** DATA RECORDS **
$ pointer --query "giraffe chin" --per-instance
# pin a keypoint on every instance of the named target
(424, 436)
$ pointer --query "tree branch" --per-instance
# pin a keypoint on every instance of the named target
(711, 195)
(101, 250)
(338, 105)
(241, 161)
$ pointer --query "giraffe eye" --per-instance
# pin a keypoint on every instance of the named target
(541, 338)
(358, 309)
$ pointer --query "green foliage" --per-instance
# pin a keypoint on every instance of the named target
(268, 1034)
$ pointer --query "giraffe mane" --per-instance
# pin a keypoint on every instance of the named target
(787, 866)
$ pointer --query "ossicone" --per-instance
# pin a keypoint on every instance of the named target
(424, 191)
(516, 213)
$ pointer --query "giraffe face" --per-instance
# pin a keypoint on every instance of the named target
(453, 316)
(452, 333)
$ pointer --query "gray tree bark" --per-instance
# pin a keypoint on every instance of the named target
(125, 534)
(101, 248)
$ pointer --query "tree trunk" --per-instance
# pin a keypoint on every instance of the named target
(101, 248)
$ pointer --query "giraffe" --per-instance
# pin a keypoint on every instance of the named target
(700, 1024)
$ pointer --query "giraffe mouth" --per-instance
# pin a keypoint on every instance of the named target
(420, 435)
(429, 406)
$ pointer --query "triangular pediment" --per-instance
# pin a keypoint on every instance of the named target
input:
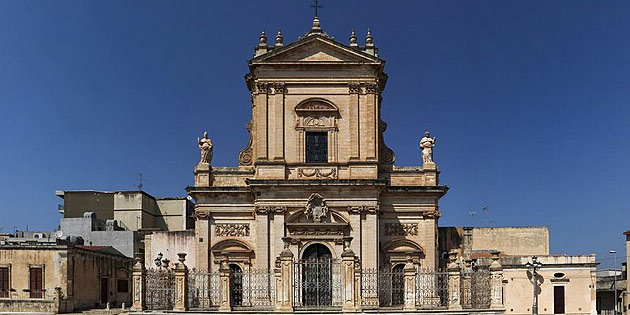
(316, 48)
* * *
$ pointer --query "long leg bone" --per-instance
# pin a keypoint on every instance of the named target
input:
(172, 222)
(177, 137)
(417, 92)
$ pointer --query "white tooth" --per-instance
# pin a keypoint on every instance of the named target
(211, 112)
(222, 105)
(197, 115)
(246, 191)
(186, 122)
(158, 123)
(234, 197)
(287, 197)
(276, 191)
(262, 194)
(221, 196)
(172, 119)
* * *
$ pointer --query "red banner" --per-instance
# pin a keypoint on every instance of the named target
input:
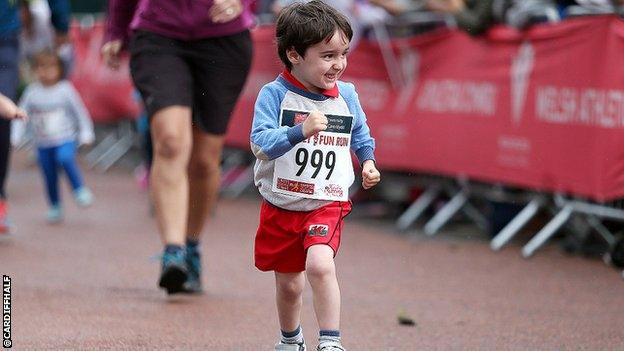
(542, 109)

** SHORT EXERCISE **
Pick out each line in the three blocks above that contains the string "giraffe". Case counts.

** TASK RESPONSE **
$ pointer --query "giraffe chin" --per-instance
$ pointer --query "giraffe eye" --per-instance
$ pointer --query "giraffe mane" --per-instance
$ pointer --query "giraffe face" --per-instance
$ pointer --query "giraffe" --per-instance
$ pointer --query "giraffe mouth" --per-instance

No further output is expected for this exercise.